_TASK OBJECTIVE:_ Write the next few sentences of the text about the BBC drama Ridley Road, picking up right after its last sentence.
[TEXT PASSAGE — start]
This sets the scene for a new four-part BBC thriller called Ridley Road, written by Sarah Solemani and based on the book of the same name by British author Jo Bloom.
It’s a vivid, romantic, and inspiring series, which marks rising star Aggi O’Casey’s first television role (she plays Vivien) and also features Rory Kinnear, Eddie Marsan, Tracy-Ann Oberman, Tamzin Outhwaite and Tom Varey.
The thrilling drama is inspired by real events; Jack (played by Varey) is a member of the 62 Group – a militant coalition of Jewish men formed in 1962, largely in response to the National Socialist Movement established by Colin Jordan (played by Kinnear).
Londoner Marsan, 53, plays cab driver Soly, the leader of the 62 Group. The Ray Donovan star says he watched documentaries and read books ahead of taking up his latest role, but he also already had a deeper understanding of
the drama’s context from his childhood.
“My father was raised on Cable Street and I come from the East End of London,” he says. “So, I am very aware of the history of normal people taking on fascists in the East End. It’s the proudest part of our history, I think.”
[TEXT PASSAGE — finish]
[EXERCISE DATA — start]
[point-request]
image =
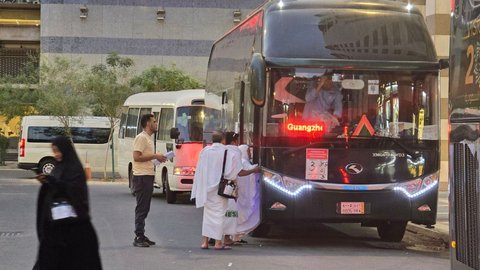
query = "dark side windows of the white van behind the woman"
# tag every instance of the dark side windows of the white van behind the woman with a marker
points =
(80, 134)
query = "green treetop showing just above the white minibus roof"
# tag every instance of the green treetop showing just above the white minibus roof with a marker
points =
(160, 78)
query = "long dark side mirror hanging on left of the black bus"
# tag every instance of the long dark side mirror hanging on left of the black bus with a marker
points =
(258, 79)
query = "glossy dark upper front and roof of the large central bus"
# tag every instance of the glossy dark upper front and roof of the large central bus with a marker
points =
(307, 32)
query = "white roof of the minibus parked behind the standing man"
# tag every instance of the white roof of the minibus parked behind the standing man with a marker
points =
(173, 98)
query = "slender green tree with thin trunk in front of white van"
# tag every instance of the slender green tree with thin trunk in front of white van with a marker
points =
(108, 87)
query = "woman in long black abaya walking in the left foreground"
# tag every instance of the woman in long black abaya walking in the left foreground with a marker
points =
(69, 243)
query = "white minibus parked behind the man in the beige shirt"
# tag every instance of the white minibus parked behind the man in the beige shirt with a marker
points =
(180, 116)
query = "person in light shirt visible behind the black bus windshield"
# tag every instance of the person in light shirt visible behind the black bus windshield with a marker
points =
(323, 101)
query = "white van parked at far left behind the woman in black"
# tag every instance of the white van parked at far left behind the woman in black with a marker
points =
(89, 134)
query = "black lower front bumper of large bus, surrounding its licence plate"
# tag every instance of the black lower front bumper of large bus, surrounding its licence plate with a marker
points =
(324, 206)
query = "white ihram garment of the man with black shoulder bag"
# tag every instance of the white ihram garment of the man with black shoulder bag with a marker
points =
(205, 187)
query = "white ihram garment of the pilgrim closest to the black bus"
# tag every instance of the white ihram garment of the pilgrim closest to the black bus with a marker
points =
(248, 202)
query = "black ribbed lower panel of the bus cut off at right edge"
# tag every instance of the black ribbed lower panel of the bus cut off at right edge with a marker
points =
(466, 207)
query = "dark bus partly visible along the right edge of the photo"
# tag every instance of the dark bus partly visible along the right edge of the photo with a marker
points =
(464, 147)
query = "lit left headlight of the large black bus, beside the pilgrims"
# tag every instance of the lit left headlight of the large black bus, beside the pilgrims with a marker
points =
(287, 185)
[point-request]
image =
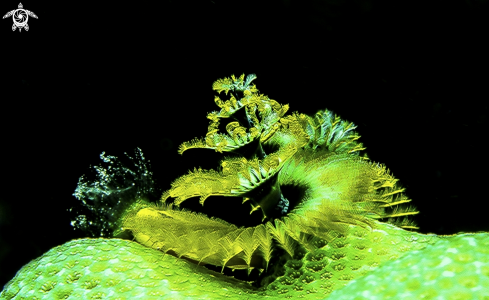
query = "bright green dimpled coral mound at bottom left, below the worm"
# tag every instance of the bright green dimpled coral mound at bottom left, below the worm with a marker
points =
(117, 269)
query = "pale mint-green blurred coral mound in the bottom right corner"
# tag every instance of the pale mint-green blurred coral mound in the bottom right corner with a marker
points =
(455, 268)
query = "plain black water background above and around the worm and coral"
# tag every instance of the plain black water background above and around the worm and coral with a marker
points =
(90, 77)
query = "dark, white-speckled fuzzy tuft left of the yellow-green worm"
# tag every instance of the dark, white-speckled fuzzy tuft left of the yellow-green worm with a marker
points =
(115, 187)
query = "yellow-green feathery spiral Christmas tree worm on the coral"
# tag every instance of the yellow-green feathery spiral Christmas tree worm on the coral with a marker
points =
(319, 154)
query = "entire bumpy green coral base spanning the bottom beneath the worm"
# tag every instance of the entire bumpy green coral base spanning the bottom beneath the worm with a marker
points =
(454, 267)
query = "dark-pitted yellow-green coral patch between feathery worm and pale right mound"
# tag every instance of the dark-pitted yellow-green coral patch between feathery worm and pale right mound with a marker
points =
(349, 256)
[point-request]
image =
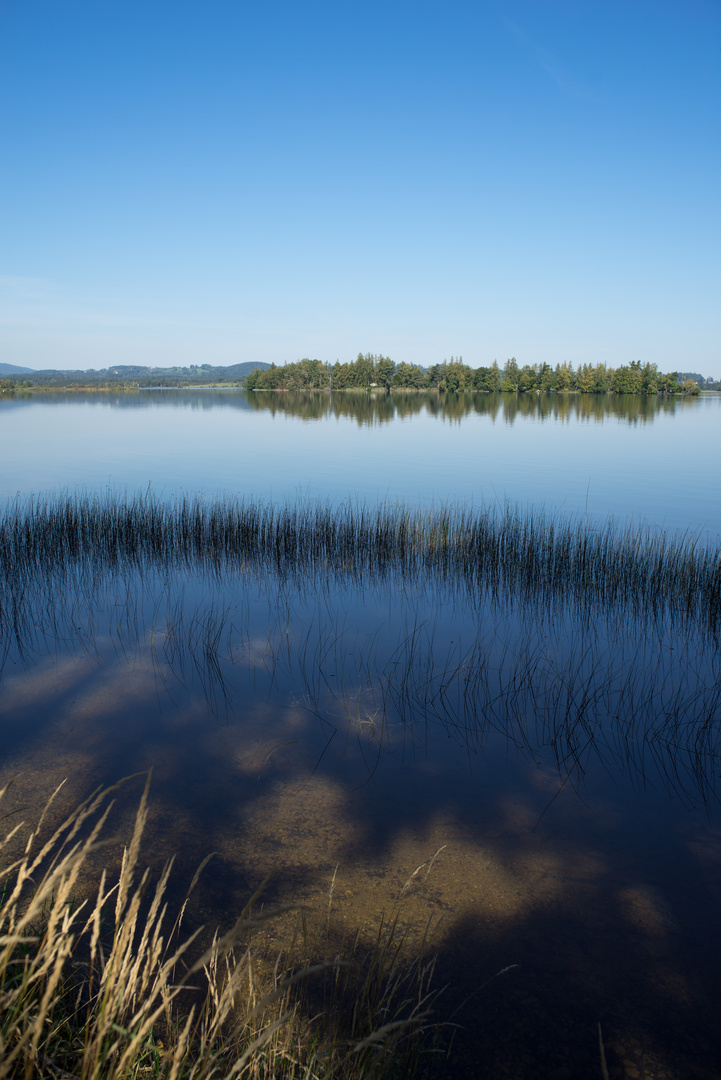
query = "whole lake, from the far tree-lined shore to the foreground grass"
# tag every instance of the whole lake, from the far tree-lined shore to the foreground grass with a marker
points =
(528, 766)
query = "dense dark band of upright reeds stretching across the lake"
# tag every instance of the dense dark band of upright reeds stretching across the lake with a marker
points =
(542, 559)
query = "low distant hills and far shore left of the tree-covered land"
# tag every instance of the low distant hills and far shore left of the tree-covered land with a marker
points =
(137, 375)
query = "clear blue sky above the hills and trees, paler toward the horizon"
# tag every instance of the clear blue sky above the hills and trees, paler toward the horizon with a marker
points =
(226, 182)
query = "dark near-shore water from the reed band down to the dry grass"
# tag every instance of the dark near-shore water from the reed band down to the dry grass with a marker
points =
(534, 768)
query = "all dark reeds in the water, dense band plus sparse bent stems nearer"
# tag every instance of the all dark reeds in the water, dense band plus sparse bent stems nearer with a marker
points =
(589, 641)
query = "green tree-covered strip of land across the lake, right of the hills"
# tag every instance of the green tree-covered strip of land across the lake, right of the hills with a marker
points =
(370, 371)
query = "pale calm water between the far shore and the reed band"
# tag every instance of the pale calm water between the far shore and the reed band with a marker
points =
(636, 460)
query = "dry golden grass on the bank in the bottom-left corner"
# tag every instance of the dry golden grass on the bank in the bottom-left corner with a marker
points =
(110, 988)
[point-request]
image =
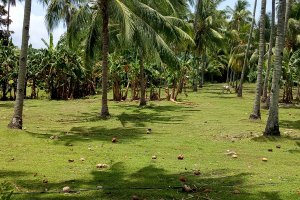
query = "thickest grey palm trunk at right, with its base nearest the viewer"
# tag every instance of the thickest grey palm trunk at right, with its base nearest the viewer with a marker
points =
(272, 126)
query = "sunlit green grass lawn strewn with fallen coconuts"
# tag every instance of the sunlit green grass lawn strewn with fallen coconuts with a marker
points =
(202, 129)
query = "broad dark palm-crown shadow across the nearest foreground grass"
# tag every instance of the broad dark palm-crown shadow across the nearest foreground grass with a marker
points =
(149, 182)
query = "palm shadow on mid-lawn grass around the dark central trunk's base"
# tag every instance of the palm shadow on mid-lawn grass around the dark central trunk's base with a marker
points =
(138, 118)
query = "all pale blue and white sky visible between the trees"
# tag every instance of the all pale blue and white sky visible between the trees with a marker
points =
[EXERCISE DATA — finish]
[EXERCISE DATA — start]
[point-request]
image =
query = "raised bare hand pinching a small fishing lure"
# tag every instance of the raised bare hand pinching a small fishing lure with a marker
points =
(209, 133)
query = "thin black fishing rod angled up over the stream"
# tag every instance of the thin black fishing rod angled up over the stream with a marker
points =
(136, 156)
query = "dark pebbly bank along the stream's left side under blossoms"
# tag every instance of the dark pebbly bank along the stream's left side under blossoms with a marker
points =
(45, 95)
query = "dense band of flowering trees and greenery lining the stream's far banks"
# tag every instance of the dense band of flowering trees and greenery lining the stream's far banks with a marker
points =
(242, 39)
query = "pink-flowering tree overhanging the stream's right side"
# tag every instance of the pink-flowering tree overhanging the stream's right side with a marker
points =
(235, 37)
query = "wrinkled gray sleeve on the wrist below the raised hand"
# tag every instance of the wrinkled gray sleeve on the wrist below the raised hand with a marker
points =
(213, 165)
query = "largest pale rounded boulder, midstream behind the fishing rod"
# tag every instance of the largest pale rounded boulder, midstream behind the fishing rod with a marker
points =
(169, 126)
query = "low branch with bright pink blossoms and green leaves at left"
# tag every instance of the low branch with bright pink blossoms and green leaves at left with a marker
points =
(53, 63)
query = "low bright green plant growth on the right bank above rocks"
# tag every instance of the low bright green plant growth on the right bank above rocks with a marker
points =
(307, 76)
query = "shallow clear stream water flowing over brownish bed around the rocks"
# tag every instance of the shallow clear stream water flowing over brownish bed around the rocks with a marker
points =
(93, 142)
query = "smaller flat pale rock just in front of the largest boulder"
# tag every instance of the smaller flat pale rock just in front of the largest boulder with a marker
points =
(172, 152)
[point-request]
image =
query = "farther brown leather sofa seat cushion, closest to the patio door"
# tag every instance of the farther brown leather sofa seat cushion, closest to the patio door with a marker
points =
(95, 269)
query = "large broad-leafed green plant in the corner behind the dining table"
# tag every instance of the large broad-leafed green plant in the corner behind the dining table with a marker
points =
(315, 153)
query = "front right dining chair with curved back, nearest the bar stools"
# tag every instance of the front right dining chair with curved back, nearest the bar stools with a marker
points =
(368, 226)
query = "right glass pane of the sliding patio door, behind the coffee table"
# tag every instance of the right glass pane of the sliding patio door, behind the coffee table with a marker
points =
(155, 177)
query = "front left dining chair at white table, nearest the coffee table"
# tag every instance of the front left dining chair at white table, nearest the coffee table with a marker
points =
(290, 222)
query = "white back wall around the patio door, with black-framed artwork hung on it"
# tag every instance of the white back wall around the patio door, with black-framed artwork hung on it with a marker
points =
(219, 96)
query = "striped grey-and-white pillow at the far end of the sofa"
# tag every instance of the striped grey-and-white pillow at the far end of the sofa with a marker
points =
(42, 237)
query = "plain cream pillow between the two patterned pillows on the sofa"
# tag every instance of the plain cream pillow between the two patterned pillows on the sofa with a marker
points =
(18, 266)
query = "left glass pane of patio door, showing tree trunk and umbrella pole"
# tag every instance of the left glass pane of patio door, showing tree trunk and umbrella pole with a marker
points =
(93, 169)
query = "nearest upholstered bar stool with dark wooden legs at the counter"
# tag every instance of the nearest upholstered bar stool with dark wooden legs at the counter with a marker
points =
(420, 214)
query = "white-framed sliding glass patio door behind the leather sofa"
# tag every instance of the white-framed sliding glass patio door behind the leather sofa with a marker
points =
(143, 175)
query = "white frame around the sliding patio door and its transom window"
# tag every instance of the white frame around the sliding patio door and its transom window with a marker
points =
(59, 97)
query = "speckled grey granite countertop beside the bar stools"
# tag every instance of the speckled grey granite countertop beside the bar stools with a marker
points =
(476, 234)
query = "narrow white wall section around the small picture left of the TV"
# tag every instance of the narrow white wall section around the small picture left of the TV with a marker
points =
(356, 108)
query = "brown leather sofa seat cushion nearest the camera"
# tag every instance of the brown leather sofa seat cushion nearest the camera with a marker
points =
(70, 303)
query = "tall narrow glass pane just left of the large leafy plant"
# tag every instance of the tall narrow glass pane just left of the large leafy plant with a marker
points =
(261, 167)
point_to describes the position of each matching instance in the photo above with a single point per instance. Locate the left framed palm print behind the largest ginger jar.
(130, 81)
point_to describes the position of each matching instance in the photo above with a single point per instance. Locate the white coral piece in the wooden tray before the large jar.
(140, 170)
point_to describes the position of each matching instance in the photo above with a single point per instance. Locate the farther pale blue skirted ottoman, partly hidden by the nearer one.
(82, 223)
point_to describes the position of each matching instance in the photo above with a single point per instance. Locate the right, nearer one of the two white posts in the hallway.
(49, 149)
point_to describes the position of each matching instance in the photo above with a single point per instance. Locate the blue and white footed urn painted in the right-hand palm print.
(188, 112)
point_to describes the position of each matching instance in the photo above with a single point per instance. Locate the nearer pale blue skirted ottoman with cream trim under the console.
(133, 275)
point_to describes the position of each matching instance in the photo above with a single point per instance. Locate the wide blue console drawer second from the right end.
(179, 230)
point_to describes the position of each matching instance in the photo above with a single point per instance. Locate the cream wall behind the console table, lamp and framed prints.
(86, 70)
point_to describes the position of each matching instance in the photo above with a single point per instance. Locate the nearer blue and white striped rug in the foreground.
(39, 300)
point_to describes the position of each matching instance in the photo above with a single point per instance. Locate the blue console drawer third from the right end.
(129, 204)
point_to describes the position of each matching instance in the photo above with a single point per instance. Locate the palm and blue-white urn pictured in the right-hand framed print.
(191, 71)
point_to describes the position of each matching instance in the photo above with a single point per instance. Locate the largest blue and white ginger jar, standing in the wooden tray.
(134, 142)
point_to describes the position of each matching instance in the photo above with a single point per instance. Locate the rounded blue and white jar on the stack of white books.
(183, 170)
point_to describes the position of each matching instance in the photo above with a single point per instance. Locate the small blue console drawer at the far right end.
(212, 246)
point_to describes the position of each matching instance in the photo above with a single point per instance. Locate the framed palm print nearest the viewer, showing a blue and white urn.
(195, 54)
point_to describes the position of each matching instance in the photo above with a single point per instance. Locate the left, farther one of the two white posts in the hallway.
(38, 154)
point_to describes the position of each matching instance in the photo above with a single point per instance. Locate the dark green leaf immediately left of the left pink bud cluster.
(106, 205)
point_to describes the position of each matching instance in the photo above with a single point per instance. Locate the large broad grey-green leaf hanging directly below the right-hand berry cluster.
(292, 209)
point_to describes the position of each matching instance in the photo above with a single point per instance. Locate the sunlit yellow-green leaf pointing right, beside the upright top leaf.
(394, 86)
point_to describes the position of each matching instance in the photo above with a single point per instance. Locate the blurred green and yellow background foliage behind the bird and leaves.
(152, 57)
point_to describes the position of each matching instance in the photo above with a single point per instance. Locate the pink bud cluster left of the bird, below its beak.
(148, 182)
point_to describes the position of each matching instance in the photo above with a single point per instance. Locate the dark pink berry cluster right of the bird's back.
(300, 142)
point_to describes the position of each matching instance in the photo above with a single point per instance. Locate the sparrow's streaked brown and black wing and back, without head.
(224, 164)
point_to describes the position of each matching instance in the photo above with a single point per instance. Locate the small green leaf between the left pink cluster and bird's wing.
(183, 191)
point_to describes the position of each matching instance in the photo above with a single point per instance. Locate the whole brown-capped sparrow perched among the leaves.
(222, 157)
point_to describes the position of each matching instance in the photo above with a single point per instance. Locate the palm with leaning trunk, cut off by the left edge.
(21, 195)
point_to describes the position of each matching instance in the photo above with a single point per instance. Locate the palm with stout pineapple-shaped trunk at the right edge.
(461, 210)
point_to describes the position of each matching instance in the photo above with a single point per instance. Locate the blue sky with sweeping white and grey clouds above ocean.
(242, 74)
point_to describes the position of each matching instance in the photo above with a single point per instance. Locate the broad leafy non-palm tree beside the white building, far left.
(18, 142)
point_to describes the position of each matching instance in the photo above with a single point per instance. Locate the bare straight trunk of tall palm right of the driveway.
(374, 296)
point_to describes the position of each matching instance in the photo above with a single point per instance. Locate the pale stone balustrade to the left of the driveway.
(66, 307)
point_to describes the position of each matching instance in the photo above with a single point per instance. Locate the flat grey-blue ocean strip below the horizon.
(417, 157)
[EXERCISE DATA — finish]
[EXERCISE DATA — start]
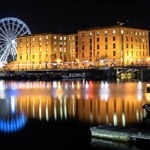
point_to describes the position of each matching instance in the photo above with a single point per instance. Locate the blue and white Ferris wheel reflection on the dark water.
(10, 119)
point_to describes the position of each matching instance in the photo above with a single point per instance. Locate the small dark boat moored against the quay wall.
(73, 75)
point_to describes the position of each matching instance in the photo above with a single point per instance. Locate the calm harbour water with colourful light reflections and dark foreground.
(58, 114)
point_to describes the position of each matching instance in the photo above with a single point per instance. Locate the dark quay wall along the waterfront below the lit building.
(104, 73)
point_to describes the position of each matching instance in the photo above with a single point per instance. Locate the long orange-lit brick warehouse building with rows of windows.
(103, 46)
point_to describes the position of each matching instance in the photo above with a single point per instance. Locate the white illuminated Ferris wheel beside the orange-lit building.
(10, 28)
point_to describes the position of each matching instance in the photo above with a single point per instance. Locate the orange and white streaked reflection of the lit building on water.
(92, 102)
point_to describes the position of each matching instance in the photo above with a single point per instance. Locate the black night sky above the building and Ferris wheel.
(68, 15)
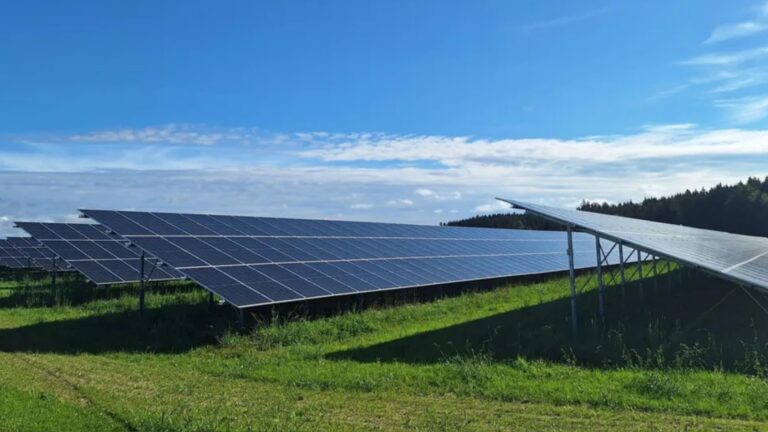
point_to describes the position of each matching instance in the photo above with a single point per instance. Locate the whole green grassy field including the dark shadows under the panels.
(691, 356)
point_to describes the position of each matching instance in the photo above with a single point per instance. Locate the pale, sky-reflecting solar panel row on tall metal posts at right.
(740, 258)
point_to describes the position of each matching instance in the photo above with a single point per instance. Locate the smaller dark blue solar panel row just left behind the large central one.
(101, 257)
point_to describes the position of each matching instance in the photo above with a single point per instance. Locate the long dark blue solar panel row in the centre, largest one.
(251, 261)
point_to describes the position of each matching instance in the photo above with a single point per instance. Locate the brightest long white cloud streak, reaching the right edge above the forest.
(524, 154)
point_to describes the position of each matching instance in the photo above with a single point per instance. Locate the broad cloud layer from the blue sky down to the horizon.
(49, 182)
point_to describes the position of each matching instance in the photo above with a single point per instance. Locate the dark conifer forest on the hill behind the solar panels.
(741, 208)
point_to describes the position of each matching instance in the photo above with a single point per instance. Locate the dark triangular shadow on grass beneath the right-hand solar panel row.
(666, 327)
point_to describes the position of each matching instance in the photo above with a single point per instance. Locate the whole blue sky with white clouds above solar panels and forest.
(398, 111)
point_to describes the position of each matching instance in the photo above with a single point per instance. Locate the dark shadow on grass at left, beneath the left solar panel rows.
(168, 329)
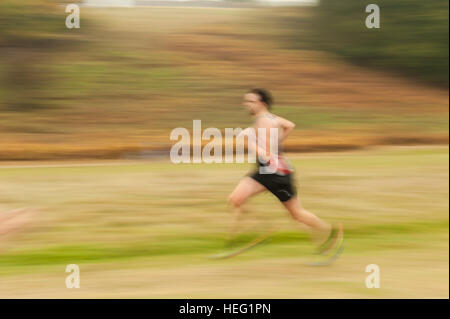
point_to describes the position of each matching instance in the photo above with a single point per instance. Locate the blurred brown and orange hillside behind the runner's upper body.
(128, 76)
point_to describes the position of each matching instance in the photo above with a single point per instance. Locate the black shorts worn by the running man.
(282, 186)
[EXERCISE DATA — finish]
_ANSWER BELOW:_
He continues: “I grew up with men like Soly; tough, Jewish, working-class men.
“It’s a very important story to tell, because of the rise of antisemitism on both the left and the right, and I think young people need to know what antisemitism is.
“It’s very insidious, and I know it’s a strange word, but it’s almost a ‘seductive’ racism. It’s sold as egalitarianism. People can make you feel like you’re trying to create an equal world.
“I was brought up in Tower Hamlets, which is the most multiracial borough in the country. I’m not religious in any sense – the only value I can pass on to my children are the values of the celebration of diversity that I was blessed to be raised with. And so, it’s very personal for me to do something like this.”
Marsan also revealed that he was inspired to take on the role after seeing the effects of antisemitism first-hand in recent years.
He says: “I was involved in the People’s Vote Campaign in Britain to have a second EU referendum. Being involved in that I got to know a Jewish female MP, who became a friend of mine, and I became more aware of the antisemitism she was suffering and the antisemitism that was coming to the fore in the UK.
“We used to argue against it on her social media, but I thought that there was something more constructive I could do. So, when [Solemani] approached me about doing this project, I thought I always wanted to put my talent and my crafts to good use, especially fighting racism.”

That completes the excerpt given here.